§ **Written task**:
An exact restatement of the data below, with the pictures removed, is the required answer.

§ **Information supplied**:

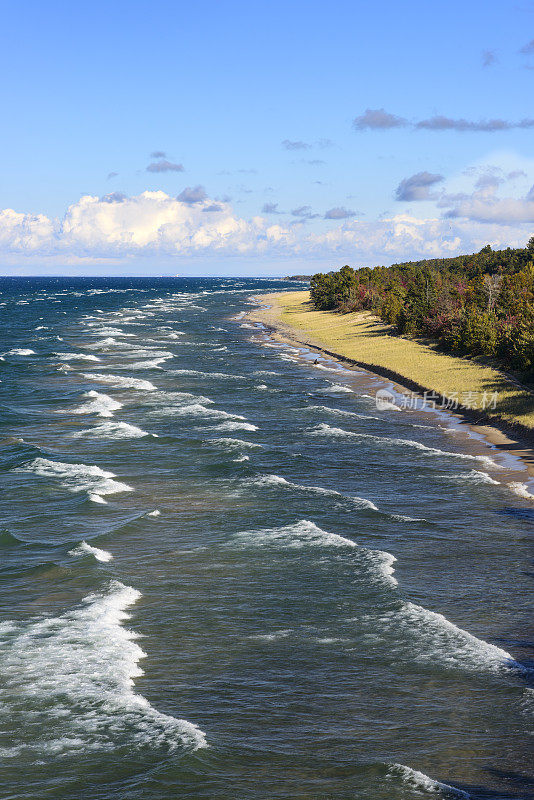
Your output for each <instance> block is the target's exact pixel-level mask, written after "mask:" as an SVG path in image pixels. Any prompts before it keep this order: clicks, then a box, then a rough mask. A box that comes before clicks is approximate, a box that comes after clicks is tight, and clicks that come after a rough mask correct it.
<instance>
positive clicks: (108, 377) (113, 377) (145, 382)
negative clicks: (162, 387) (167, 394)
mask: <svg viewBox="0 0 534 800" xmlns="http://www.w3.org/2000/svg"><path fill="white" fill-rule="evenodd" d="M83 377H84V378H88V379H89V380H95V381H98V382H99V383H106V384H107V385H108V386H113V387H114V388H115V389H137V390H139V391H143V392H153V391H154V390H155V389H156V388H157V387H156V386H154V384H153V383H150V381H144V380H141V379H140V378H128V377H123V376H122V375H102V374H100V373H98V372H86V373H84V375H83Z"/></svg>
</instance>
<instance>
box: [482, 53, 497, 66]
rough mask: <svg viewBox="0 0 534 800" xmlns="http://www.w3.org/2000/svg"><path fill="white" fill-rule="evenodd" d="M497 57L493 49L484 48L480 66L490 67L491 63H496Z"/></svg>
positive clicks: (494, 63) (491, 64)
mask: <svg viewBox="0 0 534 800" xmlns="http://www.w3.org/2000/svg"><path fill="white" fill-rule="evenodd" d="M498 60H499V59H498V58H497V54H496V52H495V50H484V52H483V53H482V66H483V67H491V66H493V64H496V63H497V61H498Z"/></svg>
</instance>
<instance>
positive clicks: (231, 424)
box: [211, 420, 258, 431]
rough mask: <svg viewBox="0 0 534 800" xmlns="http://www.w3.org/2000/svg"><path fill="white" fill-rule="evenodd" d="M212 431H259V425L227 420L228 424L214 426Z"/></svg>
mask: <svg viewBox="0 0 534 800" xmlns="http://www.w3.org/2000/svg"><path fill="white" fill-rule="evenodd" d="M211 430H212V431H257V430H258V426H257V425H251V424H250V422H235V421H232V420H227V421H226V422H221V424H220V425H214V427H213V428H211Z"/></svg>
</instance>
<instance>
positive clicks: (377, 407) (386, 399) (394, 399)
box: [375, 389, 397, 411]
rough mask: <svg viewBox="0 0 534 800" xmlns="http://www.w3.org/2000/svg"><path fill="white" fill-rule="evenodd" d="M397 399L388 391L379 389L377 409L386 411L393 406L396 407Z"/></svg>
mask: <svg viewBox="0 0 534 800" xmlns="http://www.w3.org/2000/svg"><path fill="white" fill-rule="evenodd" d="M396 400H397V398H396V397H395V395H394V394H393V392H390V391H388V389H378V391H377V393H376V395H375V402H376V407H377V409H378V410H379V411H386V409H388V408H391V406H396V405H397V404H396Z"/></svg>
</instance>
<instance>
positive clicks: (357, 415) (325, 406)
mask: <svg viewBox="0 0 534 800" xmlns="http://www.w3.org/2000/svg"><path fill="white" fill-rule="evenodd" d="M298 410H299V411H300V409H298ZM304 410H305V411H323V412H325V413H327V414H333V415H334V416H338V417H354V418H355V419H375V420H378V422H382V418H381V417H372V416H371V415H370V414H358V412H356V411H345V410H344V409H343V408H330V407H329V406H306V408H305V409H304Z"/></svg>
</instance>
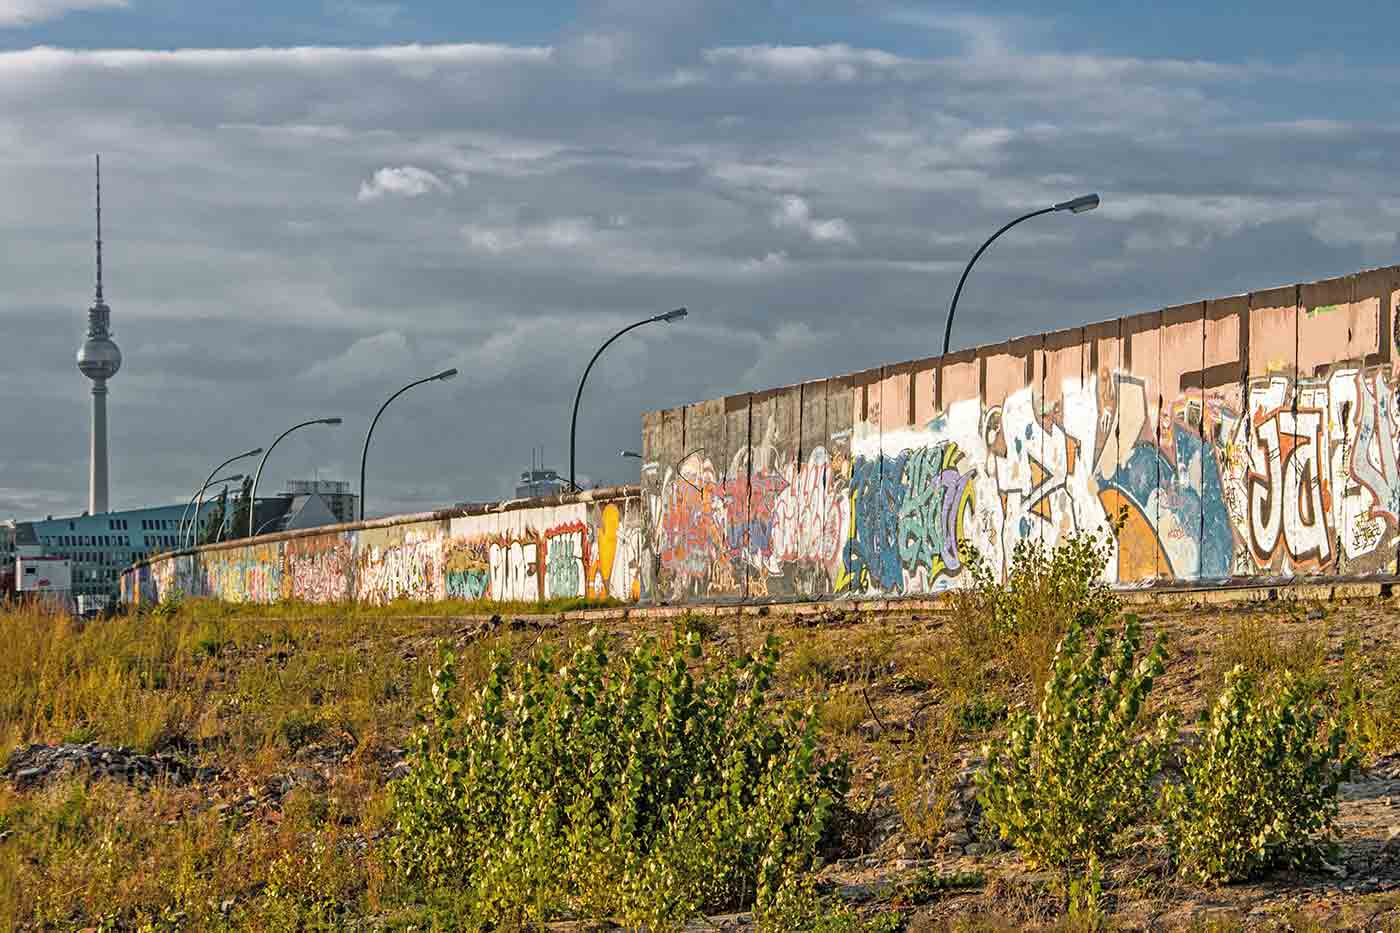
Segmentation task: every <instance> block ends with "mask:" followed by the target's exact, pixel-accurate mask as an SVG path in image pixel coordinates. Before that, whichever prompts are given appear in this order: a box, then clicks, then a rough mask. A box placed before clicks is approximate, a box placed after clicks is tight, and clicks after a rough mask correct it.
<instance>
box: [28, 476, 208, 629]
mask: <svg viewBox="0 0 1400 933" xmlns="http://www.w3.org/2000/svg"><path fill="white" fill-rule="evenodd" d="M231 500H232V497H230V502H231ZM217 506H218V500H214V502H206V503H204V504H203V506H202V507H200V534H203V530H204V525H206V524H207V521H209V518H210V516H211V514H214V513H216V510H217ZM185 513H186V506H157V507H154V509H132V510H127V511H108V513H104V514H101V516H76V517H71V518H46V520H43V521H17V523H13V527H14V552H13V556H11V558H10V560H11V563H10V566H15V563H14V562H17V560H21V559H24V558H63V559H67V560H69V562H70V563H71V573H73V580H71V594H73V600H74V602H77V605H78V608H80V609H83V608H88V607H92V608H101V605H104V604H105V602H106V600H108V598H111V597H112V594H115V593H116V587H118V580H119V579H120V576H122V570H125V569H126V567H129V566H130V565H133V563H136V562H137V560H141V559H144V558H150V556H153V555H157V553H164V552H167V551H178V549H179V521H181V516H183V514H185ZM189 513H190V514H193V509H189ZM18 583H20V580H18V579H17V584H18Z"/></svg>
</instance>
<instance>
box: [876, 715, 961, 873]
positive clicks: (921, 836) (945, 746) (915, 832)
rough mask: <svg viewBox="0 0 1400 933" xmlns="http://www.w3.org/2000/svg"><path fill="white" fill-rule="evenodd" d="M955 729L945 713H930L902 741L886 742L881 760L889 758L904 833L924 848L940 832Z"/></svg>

§ **Reply**:
Your output for each <instance> block is the target's exact pixel-level mask, written after "mask:" as an SVG path in image pixels. Any prompts before it keep this order: clicks, then a box, then a rough mask. A box that comes before clicks is approximate, a box that comes after clicks is tight, and clicks that come after a rough mask correct it.
<instance>
positive clicks: (108, 377) (113, 377) (145, 382)
negative clicks: (162, 387) (167, 394)
mask: <svg viewBox="0 0 534 800" xmlns="http://www.w3.org/2000/svg"><path fill="white" fill-rule="evenodd" d="M83 377H84V378H88V379H89V380H95V381H98V382H99V383H106V384H107V385H108V386H113V387H114V388H115V389H137V390H139V391H143V392H153V391H154V390H155V389H156V388H157V387H156V386H154V384H153V383H150V381H144V380H141V379H140V378H128V377H123V376H122V375H102V374H100V373H98V372H86V373H84V375H83Z"/></svg>
</instance>
<instance>
box: [482, 53, 497, 66]
rough mask: <svg viewBox="0 0 534 800" xmlns="http://www.w3.org/2000/svg"><path fill="white" fill-rule="evenodd" d="M497 57L493 49L484 48L480 66L490 67L491 63H496Z"/></svg>
positive clicks: (494, 63) (491, 64)
mask: <svg viewBox="0 0 534 800" xmlns="http://www.w3.org/2000/svg"><path fill="white" fill-rule="evenodd" d="M498 60H499V59H498V58H497V54H496V52H495V50H484V52H483V53H482V66H483V67H491V66H493V64H496V63H497V61H498Z"/></svg>
</instance>
<instance>
positive clicks: (231, 424)
box: [211, 420, 258, 431]
rough mask: <svg viewBox="0 0 534 800" xmlns="http://www.w3.org/2000/svg"><path fill="white" fill-rule="evenodd" d="M212 431H259V425L227 420L228 424L214 426Z"/></svg>
mask: <svg viewBox="0 0 534 800" xmlns="http://www.w3.org/2000/svg"><path fill="white" fill-rule="evenodd" d="M211 430H212V431H257V430H258V426H257V425H251V424H250V422H235V421H232V420H227V421H226V422H221V424H220V425H214V427H213V428H211Z"/></svg>
</instance>
<instance>
positive clicks: (377, 407) (386, 399) (394, 399)
box: [375, 389, 397, 411]
rough mask: <svg viewBox="0 0 534 800" xmlns="http://www.w3.org/2000/svg"><path fill="white" fill-rule="evenodd" d="M397 399L388 391L379 389L377 409L386 411L393 406L396 407Z"/></svg>
mask: <svg viewBox="0 0 534 800" xmlns="http://www.w3.org/2000/svg"><path fill="white" fill-rule="evenodd" d="M396 400H397V398H396V397H395V395H394V394H393V392H390V391H388V389H378V391H377V393H376V395H375V402H376V407H377V409H378V410H379V411H386V409H388V408H391V406H396V405H397V404H396Z"/></svg>
</instance>
<instance>
positive clicks: (357, 415) (325, 406)
mask: <svg viewBox="0 0 534 800" xmlns="http://www.w3.org/2000/svg"><path fill="white" fill-rule="evenodd" d="M298 410H299V411H300V409H298ZM304 410H305V411H323V412H325V413H327V414H333V415H334V416H338V417H354V418H355V419H375V420H378V422H382V418H381V417H372V416H371V415H370V414H358V412H356V411H345V410H344V409H343V408H330V407H329V406H306V408H305V409H304Z"/></svg>
</instance>
Segmentation task: every <instance> block ends with "mask:" followed by the target's exact, pixel-accurate mask as an SVG path in image pixel coordinates. Before that, whichever prompts are given appear in this order: a box, then clicks, then a rough mask. A box placed before clicks is approximate, a box placed after clicks is tight, and clicks after a rough mask correct it.
<instance>
box: [28, 476, 208, 629]
mask: <svg viewBox="0 0 1400 933" xmlns="http://www.w3.org/2000/svg"><path fill="white" fill-rule="evenodd" d="M231 500H232V497H230V502H231ZM217 506H218V500H214V502H206V503H204V504H203V506H202V507H200V534H203V530H204V525H206V524H207V521H209V518H210V516H211V514H214V513H216V510H217ZM185 513H186V506H157V507H154V509H132V510H127V511H108V513H104V514H101V516H76V517H71V518H46V520H43V521H17V523H13V527H14V552H13V556H11V558H10V560H11V563H10V566H15V563H14V562H17V560H21V559H24V558H63V559H67V560H69V562H70V563H71V573H73V580H71V594H73V600H74V602H77V605H78V608H80V609H83V608H88V607H92V608H101V605H104V604H105V602H106V600H108V598H111V597H112V594H115V593H116V587H118V580H119V579H120V576H122V570H125V569H126V567H129V566H130V565H133V563H136V562H137V560H141V559H144V558H150V556H153V555H157V553H164V552H167V551H178V549H179V521H181V516H183V514H185ZM189 513H190V514H193V509H189ZM18 583H20V580H18V579H17V584H18Z"/></svg>
</instance>
<instance>
box: [876, 715, 961, 873]
positive clicks: (921, 836) (945, 746) (915, 832)
rough mask: <svg viewBox="0 0 1400 933" xmlns="http://www.w3.org/2000/svg"><path fill="white" fill-rule="evenodd" d="M955 729L945 713H930L902 741L886 742L881 760L889 758L904 833L924 848L940 832Z"/></svg>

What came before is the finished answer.